_SOURCE EXTRACT_:
▼

# Forum Home Renovation Lighting  Workshop LED Lighting Recommendations

## jarod

Hi, I have a 5m x 6m dual car garage that I want to convert as a woodworking space. I have dual-GPO on the ceiling that is being used by the garage opener so I got one spare to use for lighting. 
1. Can anyone kindly recommend a good lighting setup? I'm thinking of those linkable LED batten lights that can just be plugged on a normal socket.
2. How much light do you think would I need?
3. Any other factors do I need to consider? 
*I would highly prefer something that can done DIY (can be plugged directly to a GPO) to lower the installation cost and maintenance just in case I need to add more in a whim. 
Thanks everyone!

----------


## Marc

I just installed two LED 1.2m tube lights in a small store room and they kick butt. There is no comparison with anything, not fluoro not 4x100 watt lamps. 
For that size workshop, two double 1.2m will be plenty I think

----------


## r3nov8or

I'm interested in this too. What brand of LED strip/tube lights are being used/recommended? My electrician has recommended Robus...

----------


## jarod

> I just installed two LED 1.2m tube lights in a small store room and they kick butt. There is no comparison with anything not fluoro not 4x100 watt lamps. 
> For that size workshop, two double 1.2m will be plenty I think

  Thanks Marc. Would you mind sharing the exact brand/specs the you used? Thanks! 
lk

----------


## Marc

Supplied and installed by the electrician, sorry.
 Super bright, installed the same in the kitchen. You need sunglasses in here, was the comment of a neighbour ...  :Smilie:  
I bought further 6 double units weatherproof for another location and bought Fubu ... (?) Probably a cousin of Robus and distant relative of "whatisthat", all churned out in the same factory.  Yet to be installed so can not endorse them for now.  :Whatonearth:   https://www.ebay.com.au/itm/2-x-LED-...W/353336235366 
One comment about the one in the kitchen ... first day or two i thought they were a bit over the top bright, sort of wow too much. (very technical)
But they seem to have either burned my eyes so that I don't mind anymore, or they have lost that edge and are now 'normal'. Without a way to measure light, I can not really tell.
In the little shed, they are hard against the ceiling/top floor, and between two joist. That seems to have worked in favour of spreading the light better and they are not 'in you face' like in the kitchen.
As far as brands, probably best to go with electrician recommendation.

----------


## r3nov8or

For our kitchen, replacing a round fluro unit, the new LED unit was from Bunnings and has Grid Connect wifi connection. A bit gimmicky but I was sure glad it had it when it was soooo bright, and Grid allows you to dim the light and change its white level. Over a few days we found 35% brightness is about right. Haven't used the app since  :Smilie:

----------


## Bros

They are all great until you have a fault. I installed a circular LED for my daughter a few years ago and now one of the LED's is flickering. I haven't seen it but she said it is a nuisance.

----------


## Marc

Don't know what you paid for the circular one, but in my case, $89 for two double 1.2m is on the cheap side. Not that I know what a double fluro weatherproof would cost, probably not made anymore.

▲

_DATA LINES_:
▼

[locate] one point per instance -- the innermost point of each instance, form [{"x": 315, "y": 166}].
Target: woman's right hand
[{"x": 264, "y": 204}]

▲

_WRITTEN EXERCISE 1_:
Output the passage of the workshop lighting thread starting with "Supplied and installed" and going on through "not really tell.".
_WRITTEN EXERCISE 2_:
In the workshop lighting thread, what brightness setting did r3nov8or's household find about right for the new kitchen LED unit?
_WRITTEN EXERCISE 3_:
Write the next part of the workshop lighting thread, following on from its final post.

_RIGHT ANSWER 1_:
Supplied and installed by the electrician, sorry.
 Super bright, installed the same in the kitchen. You need sunglasses in here, was the comment of a neighbour ...  :Smilie:  
I bought further 6 double units weatherproof for another location and bought Fubu ... (?) Probably a cousin of Robus and distant relative of "whatisthat", all churned out in the same factory.  Yet to be installed so can not endorse them for now.  :Whatonearth:   https://www.ebay.com.au/itm/2-x-LED-...W/353336235366 
One comment about the one in the kitchen ... first day or two i thought they were a bit over the top bright, sort of wow too much. (very technical)
But they seem to have either burned my eyes so that I don't mind anymore, or they have lost that edge and are now 'normal'. Without a way to measure light, I can not really tell.

_RIGHT ANSWER 2_:
About 35% brightness.

_RIGHT ANSWER 3_:
Everything is disposable this days, price over quality. Well almost everything. At least some countries have a choice. We seem to be the dumping ground for China Inc with hardly any say in it.

----------


## METRIX

I have a double garage, one side is mostly used for workshop, on the side I use for workshop stuff, it has 2 x single 1200mm LED fluoro type lights, the garage is 7.7m long x 10m wide 2.7m high, the workshop side is 4.7 wide x 7.7m deep.
I find the two single LED are sufficient to work by if not doing critical stuff, but not really enough light when using things like tracksaws where you need to line the track up to marks etc, as there is insufficient light so you get shadows which interfere with critical things.   
I would have preferred to have installed traditional LED downlights rather than the fluoro type lights, as you can achieve more even light easier with downlights. 
Problem is this garage is under the living area which is suspended concrete slab, so putting downlights in is a major undertaking, unless you could surface mount them somehow, I thought not worth the trouble. 
I was looking at updating the lights to either install another two to try fill in the blanks, I think having 4 in this sized garage would do the trick, not sure of the wattage or lumen output, seeing equivalent they are around 16 - 18W with around 2100 lumens.

----------


## Bros

> Don't know what you paid for the circular one,

  A bit over $50

----------


## Bart1080

...Cant remember if it was the first or second one I installed over the work bench (think it was the first but the second is brighter at 4500 lumens as opposed to 3150.  Very bright.
You would probably want 4 for a nice bright work space or 2 over the key areas and still have a resonable amount of light elsewhere in the workshop  https://www.bunnings.com.au/mercator...light_p4370914 https://www.bunnings.com.au/mercator...light_p4371158

----------


## jarod

I haven't still found one that I want until now. However, I was wondering if those high wattage bulbs can suffice for now?  Osram 45W 4050lm Warm White Value High Wattage LED ES Light Globe 
Does anyone had any experience with this?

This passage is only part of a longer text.